### How to complete this task
All lines from the one containing "Expected: for each instance of the potted" to the end of the entries below should be output exactly as they appear. No other lines should be output.

--------------------

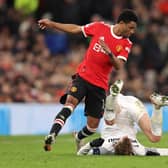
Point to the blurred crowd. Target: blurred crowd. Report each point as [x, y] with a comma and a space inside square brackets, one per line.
[36, 65]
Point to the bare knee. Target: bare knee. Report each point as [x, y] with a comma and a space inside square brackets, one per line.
[71, 101]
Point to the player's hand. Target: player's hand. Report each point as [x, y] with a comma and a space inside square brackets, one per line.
[104, 46]
[44, 23]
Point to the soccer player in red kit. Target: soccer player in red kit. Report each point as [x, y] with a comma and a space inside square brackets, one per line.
[109, 48]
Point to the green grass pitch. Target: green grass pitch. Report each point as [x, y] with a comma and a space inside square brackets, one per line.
[27, 152]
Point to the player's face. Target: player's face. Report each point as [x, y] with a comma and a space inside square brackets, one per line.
[128, 28]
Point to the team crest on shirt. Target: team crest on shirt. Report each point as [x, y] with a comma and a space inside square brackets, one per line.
[73, 89]
[119, 48]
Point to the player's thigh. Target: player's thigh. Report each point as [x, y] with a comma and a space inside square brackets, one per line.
[78, 88]
[94, 102]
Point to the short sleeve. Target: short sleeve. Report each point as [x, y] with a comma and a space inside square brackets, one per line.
[125, 51]
[91, 29]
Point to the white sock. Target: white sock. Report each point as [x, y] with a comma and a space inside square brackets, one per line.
[110, 106]
[156, 121]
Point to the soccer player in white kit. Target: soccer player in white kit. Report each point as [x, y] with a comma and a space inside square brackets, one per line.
[121, 114]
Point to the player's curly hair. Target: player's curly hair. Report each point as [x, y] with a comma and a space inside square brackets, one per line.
[124, 147]
[127, 16]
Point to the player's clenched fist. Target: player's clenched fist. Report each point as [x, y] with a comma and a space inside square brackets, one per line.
[43, 23]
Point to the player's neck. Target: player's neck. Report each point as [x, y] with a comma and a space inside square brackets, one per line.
[116, 30]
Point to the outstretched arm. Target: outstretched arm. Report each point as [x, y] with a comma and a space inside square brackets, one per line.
[117, 63]
[69, 28]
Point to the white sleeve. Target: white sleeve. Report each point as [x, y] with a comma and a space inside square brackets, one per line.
[109, 113]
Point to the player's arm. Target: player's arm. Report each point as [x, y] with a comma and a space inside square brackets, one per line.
[117, 63]
[69, 28]
[145, 125]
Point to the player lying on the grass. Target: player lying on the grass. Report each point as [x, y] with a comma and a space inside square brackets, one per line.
[119, 134]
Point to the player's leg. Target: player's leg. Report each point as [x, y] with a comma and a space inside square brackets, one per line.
[75, 95]
[156, 120]
[157, 151]
[84, 150]
[111, 103]
[94, 107]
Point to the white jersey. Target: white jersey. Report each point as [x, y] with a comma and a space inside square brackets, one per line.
[129, 111]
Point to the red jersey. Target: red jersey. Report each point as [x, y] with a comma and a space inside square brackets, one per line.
[96, 66]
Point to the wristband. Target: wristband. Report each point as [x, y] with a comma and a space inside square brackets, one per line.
[110, 55]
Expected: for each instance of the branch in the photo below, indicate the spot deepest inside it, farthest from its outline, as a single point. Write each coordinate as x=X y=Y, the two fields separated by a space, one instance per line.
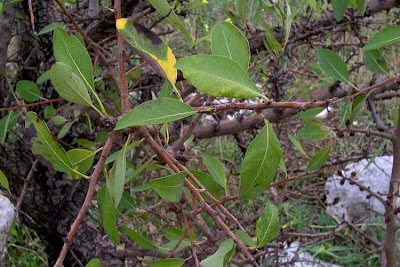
x=18 y=206
x=94 y=178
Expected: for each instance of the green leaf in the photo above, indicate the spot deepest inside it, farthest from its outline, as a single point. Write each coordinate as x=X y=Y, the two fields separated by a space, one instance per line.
x=139 y=239
x=215 y=168
x=116 y=182
x=58 y=120
x=260 y=163
x=375 y=61
x=208 y=182
x=107 y=214
x=28 y=90
x=170 y=187
x=82 y=161
x=166 y=10
x=7 y=123
x=71 y=52
x=221 y=257
x=313 y=133
x=157 y=111
x=4 y=181
x=51 y=27
x=243 y=9
x=69 y=86
x=44 y=77
x=94 y=263
x=297 y=144
x=319 y=159
x=49 y=111
x=218 y=76
x=268 y=227
x=115 y=155
x=150 y=46
x=64 y=130
x=339 y=8
x=44 y=145
x=228 y=41
x=333 y=65
x=357 y=106
x=171 y=262
x=361 y=6
x=385 y=37
x=246 y=239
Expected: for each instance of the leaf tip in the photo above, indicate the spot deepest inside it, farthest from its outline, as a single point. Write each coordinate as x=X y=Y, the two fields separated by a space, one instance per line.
x=121 y=23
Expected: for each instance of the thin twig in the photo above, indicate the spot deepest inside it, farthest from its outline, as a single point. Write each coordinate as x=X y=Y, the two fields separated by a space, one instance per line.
x=169 y=161
x=32 y=104
x=18 y=206
x=88 y=199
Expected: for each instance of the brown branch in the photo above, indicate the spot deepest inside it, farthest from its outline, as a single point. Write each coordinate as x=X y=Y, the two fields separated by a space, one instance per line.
x=88 y=199
x=366 y=132
x=18 y=206
x=169 y=161
x=391 y=206
x=32 y=104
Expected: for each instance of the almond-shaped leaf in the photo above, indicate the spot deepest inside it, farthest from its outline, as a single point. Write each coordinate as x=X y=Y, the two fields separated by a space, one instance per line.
x=361 y=7
x=221 y=257
x=339 y=8
x=44 y=77
x=44 y=146
x=64 y=130
x=28 y=90
x=333 y=65
x=139 y=239
x=82 y=160
x=208 y=182
x=313 y=133
x=69 y=86
x=215 y=168
x=157 y=111
x=319 y=159
x=107 y=214
x=260 y=163
x=246 y=239
x=7 y=123
x=116 y=182
x=268 y=227
x=4 y=181
x=70 y=51
x=228 y=41
x=51 y=27
x=218 y=76
x=375 y=61
x=170 y=187
x=387 y=36
x=171 y=262
x=160 y=56
x=167 y=11
x=297 y=144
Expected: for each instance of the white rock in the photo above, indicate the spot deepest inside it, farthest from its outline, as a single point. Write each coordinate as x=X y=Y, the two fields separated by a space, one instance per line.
x=348 y=202
x=7 y=211
x=297 y=257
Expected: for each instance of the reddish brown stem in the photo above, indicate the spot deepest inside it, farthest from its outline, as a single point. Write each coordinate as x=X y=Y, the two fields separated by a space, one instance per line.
x=94 y=178
x=32 y=104
x=18 y=206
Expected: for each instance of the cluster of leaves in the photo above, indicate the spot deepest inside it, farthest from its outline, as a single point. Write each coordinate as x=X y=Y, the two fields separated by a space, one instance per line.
x=223 y=73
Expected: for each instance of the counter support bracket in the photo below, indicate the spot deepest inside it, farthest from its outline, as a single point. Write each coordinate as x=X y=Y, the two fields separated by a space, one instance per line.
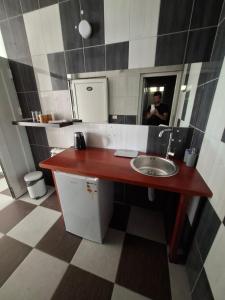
x=178 y=227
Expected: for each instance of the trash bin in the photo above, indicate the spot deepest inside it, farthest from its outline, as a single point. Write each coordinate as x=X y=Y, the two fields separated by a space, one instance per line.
x=35 y=184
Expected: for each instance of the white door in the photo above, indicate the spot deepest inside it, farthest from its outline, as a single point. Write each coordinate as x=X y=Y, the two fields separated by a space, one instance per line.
x=91 y=96
x=15 y=152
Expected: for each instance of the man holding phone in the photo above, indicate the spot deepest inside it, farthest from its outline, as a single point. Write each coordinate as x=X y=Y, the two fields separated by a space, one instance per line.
x=158 y=112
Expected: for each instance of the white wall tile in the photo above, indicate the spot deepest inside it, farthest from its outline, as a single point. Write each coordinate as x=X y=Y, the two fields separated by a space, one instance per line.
x=51 y=28
x=116 y=14
x=192 y=87
x=42 y=73
x=216 y=121
x=192 y=208
x=144 y=16
x=215 y=265
x=57 y=102
x=2 y=46
x=33 y=26
x=110 y=136
x=142 y=53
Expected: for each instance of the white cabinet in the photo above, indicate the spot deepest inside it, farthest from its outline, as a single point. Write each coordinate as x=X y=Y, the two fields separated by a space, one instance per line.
x=87 y=204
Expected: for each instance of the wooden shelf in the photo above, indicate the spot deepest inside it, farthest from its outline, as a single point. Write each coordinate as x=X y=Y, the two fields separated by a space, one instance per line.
x=29 y=123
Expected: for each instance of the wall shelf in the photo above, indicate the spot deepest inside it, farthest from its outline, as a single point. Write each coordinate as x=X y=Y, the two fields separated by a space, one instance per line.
x=29 y=123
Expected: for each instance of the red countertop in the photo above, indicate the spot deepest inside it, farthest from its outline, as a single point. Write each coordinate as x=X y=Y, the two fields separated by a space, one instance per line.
x=101 y=163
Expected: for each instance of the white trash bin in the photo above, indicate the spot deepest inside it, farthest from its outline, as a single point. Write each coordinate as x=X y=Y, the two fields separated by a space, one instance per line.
x=35 y=184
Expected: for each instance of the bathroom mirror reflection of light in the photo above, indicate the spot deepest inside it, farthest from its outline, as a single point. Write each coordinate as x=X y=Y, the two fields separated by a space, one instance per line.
x=147 y=96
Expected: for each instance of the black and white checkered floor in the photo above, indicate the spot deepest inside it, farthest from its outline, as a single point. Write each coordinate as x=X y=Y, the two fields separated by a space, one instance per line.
x=40 y=260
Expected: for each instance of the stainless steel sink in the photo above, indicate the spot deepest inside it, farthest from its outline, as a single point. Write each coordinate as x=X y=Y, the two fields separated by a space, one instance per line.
x=154 y=166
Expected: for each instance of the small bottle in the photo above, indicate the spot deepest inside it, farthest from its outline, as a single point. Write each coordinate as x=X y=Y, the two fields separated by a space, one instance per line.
x=33 y=116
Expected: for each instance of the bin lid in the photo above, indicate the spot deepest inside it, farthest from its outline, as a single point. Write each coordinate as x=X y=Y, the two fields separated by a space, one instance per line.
x=33 y=176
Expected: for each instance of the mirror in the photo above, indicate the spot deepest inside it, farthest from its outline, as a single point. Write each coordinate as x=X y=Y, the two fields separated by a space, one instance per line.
x=147 y=96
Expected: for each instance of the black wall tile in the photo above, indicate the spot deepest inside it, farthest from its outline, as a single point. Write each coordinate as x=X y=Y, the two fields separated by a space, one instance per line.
x=174 y=16
x=194 y=264
x=187 y=74
x=207 y=230
x=170 y=49
x=94 y=13
x=223 y=137
x=200 y=43
x=206 y=13
x=2 y=10
x=29 y=5
x=57 y=70
x=13 y=8
x=70 y=17
x=33 y=101
x=197 y=140
x=17 y=79
x=74 y=61
x=37 y=136
x=202 y=105
x=44 y=3
x=202 y=289
x=185 y=105
x=209 y=71
x=117 y=56
x=222 y=16
x=94 y=59
x=219 y=46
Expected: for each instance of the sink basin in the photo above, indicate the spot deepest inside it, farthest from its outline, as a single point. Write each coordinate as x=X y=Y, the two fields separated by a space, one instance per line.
x=154 y=166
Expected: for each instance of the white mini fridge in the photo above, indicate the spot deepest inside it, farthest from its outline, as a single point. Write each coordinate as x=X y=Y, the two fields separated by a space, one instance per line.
x=87 y=204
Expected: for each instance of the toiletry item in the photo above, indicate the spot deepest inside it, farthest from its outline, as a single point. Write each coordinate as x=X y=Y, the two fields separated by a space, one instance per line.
x=49 y=117
x=79 y=141
x=36 y=116
x=186 y=153
x=152 y=108
x=33 y=116
x=190 y=157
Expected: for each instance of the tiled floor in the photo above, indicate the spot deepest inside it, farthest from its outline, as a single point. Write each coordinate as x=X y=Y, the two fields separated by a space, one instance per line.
x=40 y=260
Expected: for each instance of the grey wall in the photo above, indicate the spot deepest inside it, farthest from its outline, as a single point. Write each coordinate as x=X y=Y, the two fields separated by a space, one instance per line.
x=205 y=264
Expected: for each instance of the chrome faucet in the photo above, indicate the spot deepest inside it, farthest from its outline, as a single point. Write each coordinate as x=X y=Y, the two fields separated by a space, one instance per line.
x=168 y=151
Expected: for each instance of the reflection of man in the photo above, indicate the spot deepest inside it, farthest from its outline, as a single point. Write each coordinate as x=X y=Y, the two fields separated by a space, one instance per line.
x=158 y=112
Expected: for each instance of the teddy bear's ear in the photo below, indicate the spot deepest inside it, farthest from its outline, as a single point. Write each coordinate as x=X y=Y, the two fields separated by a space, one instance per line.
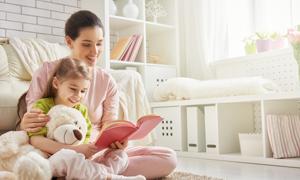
x=12 y=140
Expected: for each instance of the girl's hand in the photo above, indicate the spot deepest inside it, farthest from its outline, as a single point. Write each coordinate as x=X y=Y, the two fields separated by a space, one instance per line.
x=87 y=150
x=34 y=120
x=118 y=145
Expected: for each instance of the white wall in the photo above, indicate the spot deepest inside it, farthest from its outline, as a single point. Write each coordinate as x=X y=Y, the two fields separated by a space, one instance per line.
x=36 y=18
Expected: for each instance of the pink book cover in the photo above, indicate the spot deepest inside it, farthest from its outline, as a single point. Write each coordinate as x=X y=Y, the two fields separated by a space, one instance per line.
x=121 y=130
x=128 y=50
x=136 y=49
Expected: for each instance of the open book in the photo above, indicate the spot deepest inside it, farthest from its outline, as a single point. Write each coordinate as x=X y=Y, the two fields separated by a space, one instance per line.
x=121 y=130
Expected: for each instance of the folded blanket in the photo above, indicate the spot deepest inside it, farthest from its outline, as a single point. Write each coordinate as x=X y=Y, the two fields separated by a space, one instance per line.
x=187 y=88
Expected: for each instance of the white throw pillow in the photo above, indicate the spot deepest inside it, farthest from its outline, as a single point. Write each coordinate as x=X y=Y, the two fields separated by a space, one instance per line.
x=3 y=63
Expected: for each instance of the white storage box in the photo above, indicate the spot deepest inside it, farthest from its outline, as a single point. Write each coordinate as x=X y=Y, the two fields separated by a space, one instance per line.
x=171 y=132
x=251 y=144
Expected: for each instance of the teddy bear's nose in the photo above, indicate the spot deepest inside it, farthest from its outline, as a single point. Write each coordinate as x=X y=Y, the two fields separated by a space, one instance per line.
x=77 y=134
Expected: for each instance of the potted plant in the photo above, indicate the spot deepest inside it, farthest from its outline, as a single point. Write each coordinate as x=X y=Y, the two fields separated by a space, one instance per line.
x=250 y=45
x=263 y=42
x=278 y=40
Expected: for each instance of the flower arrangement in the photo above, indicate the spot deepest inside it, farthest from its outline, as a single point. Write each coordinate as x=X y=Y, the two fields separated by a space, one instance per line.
x=155 y=10
x=264 y=41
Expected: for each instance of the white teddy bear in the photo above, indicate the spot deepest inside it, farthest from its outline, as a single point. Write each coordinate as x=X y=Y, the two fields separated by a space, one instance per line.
x=19 y=160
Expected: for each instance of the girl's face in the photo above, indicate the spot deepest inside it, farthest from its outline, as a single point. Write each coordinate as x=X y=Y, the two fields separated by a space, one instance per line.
x=88 y=46
x=71 y=91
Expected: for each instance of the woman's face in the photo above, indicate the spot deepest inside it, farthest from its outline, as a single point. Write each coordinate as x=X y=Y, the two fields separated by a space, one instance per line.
x=88 y=45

--------------------

### Answer to the exercise
Expected: for each instance of the potted plant in the photo above, indicate the spot deepest inside it, farthest from its outline, as a single point. Write each coordinate as x=X y=Y, the two fields separated by a space, one instance per line.
x=250 y=45
x=263 y=42
x=278 y=40
Expected: for each instance of the flower arrangement in the photo above, indicate the spot deepest inside it, farthest from its outline, as a single point. Write each coordinate as x=X y=Y, the two fields separated by a space, one instance per line.
x=155 y=10
x=264 y=41
Expected: for each instance of the white teddy bear in the photo above, indicate the spot deepest inside it, farthest from its outline, as a single point. Write each coordinate as x=X y=Y, the two fields separated by a space, one instance per line.
x=19 y=160
Expected: for each instance of the girl's face in the photo above, indicate the spot deepest inside it, farthest from its outline, as a single point. Write each coordinate as x=X y=Y, the two fields separated by a space, one instance per line.
x=88 y=46
x=71 y=91
Expected: for each instance of the woman's face in the photo above, indicate the spot deepest inside it, farthest from its outline, as a single point. Write each coordinate as x=X y=Y, the two fields separated by a space, one instance per line.
x=88 y=45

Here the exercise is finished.